- What to work on: An exact copy of all the entries is needed, with no images in it.

- Items from a dataset:
--------
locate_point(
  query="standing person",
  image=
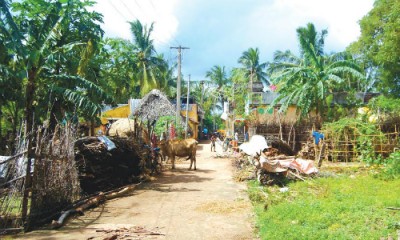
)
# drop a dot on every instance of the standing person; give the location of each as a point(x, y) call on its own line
point(246, 136)
point(213, 139)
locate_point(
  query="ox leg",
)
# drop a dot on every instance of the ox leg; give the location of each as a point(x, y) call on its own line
point(193, 161)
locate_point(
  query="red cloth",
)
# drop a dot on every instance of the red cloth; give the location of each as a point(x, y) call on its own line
point(172, 132)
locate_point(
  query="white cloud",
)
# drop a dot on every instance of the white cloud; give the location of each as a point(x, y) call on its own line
point(117, 13)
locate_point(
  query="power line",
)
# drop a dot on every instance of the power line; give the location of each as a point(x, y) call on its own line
point(116, 9)
point(178, 85)
point(129, 10)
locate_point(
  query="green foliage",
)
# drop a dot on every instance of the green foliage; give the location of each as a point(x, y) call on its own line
point(363, 134)
point(310, 79)
point(328, 208)
point(392, 167)
point(385, 105)
point(253, 68)
point(379, 44)
point(149, 68)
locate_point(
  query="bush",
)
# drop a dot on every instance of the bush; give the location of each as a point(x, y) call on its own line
point(392, 167)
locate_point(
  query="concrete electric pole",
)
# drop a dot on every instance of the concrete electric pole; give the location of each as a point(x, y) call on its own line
point(178, 85)
point(187, 110)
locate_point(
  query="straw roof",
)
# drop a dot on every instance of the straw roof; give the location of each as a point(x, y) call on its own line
point(154, 105)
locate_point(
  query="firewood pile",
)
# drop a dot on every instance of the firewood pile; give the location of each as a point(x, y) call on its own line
point(101, 169)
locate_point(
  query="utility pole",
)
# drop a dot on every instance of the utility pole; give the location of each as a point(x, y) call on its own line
point(187, 109)
point(178, 85)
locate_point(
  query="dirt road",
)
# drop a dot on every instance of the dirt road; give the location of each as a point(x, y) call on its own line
point(180, 204)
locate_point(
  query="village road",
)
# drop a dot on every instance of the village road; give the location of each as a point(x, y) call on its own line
point(180, 204)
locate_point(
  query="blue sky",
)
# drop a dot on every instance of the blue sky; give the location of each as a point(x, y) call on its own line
point(217, 32)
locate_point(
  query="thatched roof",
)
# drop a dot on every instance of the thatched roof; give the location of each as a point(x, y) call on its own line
point(154, 105)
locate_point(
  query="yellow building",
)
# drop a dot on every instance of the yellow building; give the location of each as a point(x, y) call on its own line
point(126, 110)
point(193, 120)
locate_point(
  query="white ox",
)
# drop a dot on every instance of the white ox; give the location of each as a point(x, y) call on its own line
point(180, 148)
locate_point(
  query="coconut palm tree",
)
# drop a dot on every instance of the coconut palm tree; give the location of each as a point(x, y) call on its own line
point(148, 65)
point(254, 70)
point(309, 78)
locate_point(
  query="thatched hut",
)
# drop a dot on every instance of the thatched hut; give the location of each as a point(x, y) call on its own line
point(154, 105)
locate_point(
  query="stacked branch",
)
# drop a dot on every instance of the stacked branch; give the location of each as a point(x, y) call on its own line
point(101, 169)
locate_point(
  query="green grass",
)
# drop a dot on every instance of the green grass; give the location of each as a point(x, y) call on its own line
point(328, 208)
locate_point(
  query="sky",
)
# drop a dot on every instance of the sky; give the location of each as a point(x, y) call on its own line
point(218, 32)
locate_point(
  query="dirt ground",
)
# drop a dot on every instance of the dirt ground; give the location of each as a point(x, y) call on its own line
point(179, 204)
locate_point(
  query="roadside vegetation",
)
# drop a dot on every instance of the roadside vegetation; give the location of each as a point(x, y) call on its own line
point(350, 205)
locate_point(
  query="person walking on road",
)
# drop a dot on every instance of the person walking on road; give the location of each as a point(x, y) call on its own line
point(213, 139)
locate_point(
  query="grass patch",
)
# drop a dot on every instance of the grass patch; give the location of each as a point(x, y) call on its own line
point(344, 207)
point(223, 207)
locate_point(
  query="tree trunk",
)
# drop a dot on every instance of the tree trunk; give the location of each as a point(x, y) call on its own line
point(29, 112)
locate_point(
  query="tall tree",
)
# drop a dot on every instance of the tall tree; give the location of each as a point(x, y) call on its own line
point(254, 69)
point(379, 44)
point(148, 66)
point(309, 79)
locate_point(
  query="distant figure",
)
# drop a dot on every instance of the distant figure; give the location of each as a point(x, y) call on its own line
point(153, 140)
point(317, 137)
point(246, 136)
point(213, 139)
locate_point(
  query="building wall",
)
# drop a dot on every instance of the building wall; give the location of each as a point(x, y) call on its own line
point(118, 112)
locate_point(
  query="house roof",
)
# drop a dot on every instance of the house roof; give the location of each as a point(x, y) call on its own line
point(154, 105)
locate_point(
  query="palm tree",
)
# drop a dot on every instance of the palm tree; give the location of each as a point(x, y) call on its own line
point(254, 70)
point(148, 65)
point(310, 78)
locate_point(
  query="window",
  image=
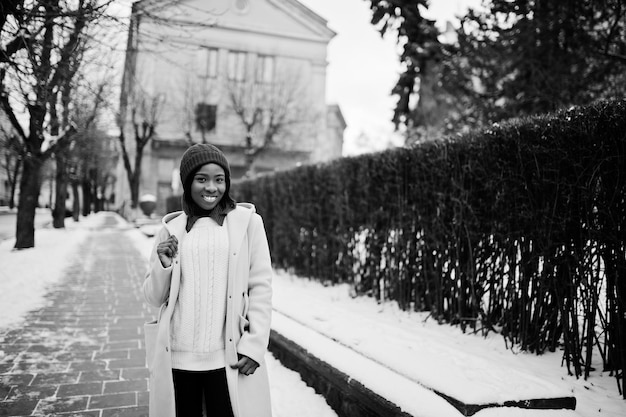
--------
- Completed exercise:
locate_point(
  query="standing person",
  image=
)
# drop a dot on every instance of the standing person; give the location of each as a point(x, y) call on its own line
point(246, 136)
point(213, 139)
locate_point(
  query="ox leg",
)
# drop a dot on every instance of the ox leg; give the location of each as a point(x, y) call on its own line
point(193, 161)
locate_point(
  query="red cloth",
)
# drop a dot on every instance of the red cloth; give the location of each as a point(x, y) call on its own line
point(172, 132)
locate_point(
  query="white cloud",
)
# drop a dot on every instance of the white cloud; give the location of each as a point(x, y) call on its own line
point(117, 13)
locate_point(
  query="power line",
)
# drop a dot on every instance of the power line; give the location of each as a point(x, y) call on its own line
point(116, 9)
point(178, 85)
point(129, 10)
locate_point(
  query="green foliage",
)
# drop a dot on every instance of the green foliage; give the location of each as a point(x, y) call on its own line
point(363, 134)
point(310, 79)
point(328, 208)
point(392, 167)
point(385, 105)
point(253, 68)
point(379, 44)
point(149, 68)
locate_point(
  query="bush",
)
# drop a dot on every instance of the bush; give the location of each as a point(x, y) call on its own line
point(392, 167)
locate_point(
  query="concrete electric pole",
)
# drop a dot on every instance of the concrete electric pole; give the location of each as a point(x, y) call on its own line
point(178, 85)
point(187, 110)
locate_point(
  query="straw roof",
)
# drop a dot on every instance of the straw roof; give the location of each as a point(x, y) call on its own line
point(154, 105)
locate_point(
  query="firewood pile",
)
# drop a dot on every instance of the firewood pile; give the location of each as a point(x, y) call on its own line
point(101, 169)
locate_point(
  query="utility pole",
)
# drop a dot on every instance of the utility pole; give the location of each as a point(x, y) call on its own line
point(187, 109)
point(178, 85)
locate_point(
  query="dirt road",
)
# drop a dot on every instance of the dirt road; give the location of each as a point(x, y) call on its own line
point(180, 204)
locate_point(
  query="village road",
)
# drop a dot on every instance of the village road; give the location of each as a point(x, y) call on its own line
point(180, 204)
locate_point(
  query="blue sky",
)
# drop a dot on every instance of the blue sky; give the location of each as a point(x, y) call on its own line
point(217, 32)
locate_point(
  query="thatched roof",
)
# drop a dot on every instance of the thatched roof; give the location of each as a point(x, y) call on its own line
point(154, 105)
locate_point(
  query="yellow building",
)
# drop a dot on every instance of the yellow building; give the location of each as a point(x, y) call on its own line
point(126, 110)
point(193, 120)
locate_point(
  query="white ox",
)
# drop a dot on every instance of the white ox; give the location of each as a point(x, y) call on its own line
point(180, 148)
locate_point(
  query="coconut palm tree",
)
# drop a dot on every instance of the coconut palm tree; give the location of each as a point(x, y) call on its own line
point(148, 65)
point(254, 70)
point(309, 78)
locate_point(
  query="thatched hut",
)
# drop a dot on every instance of the thatched hut; give the location of each as a point(x, y) call on its own line
point(154, 105)
locate_point(
  query="stacked branch",
)
# drop a dot on every instance of the stacked branch; give the location of each as a point(x, y) call on its own line
point(101, 169)
locate_point(
  query="green grass",
)
# drop a dot on every instance of the green grass; give the location of each as a point(x, y) call on its own line
point(328, 208)
locate_point(
  query="sky",
)
# drop a dot on every instance of the sky; give the location of each as a point(x, y) call on its own line
point(218, 32)
locate_point(
  query="dirt ground",
)
# drop a dot on every instance of the dirt ground; give the location of each as a point(x, y) call on its own line
point(179, 204)
locate_point(
  query="roadside vegetation",
)
# drop a dot on every instance of the roadside vegetation; give the location of each as a point(x, y) call on its own line
point(350, 205)
locate_point(
  query="person walking on road",
)
# drop a dot on every instance of the person walking on road; give the location of each as a point(x, y) call on its own line
point(213, 139)
locate_point(
  query="grass patch",
)
# drop a dot on every instance of the grass patch; give the location of each as a point(x, y) call on its own line
point(344, 207)
point(223, 207)
locate_point(
  query="tree trunk",
)
# drop a dot on every instance of the tree trunk; give the location of each as a point(x, y) call on its own line
point(29, 112)
locate_point(
  query="tall tree",
)
# drop a dot on every instance of the tall tree; give the location of each as a point(x, y) call on its own line
point(254, 69)
point(379, 44)
point(148, 66)
point(309, 79)
locate_point(
  query="distant figure",
)
# drop a dot on every instance of the distant figure; give the location of each as a point(x, y) call on its own line
point(153, 140)
point(317, 137)
point(246, 136)
point(213, 139)
locate_point(
  query="building wall",
)
# drop a dot on every instance of the building wall; give the location of each as a point(x, y) call on its own line
point(118, 112)
locate_point(
  query="house roof",
)
# drop a dot on every instance of the house roof; give the location of each as a point(x, y) call on its own line
point(154, 105)
locate_point(
  query="palm tree",
)
# drop a dot on every instance of the palm tree; give the location of each as a point(x, y) call on its own line
point(254, 70)
point(148, 65)
point(310, 78)
locate_point(
  query="window",
  image=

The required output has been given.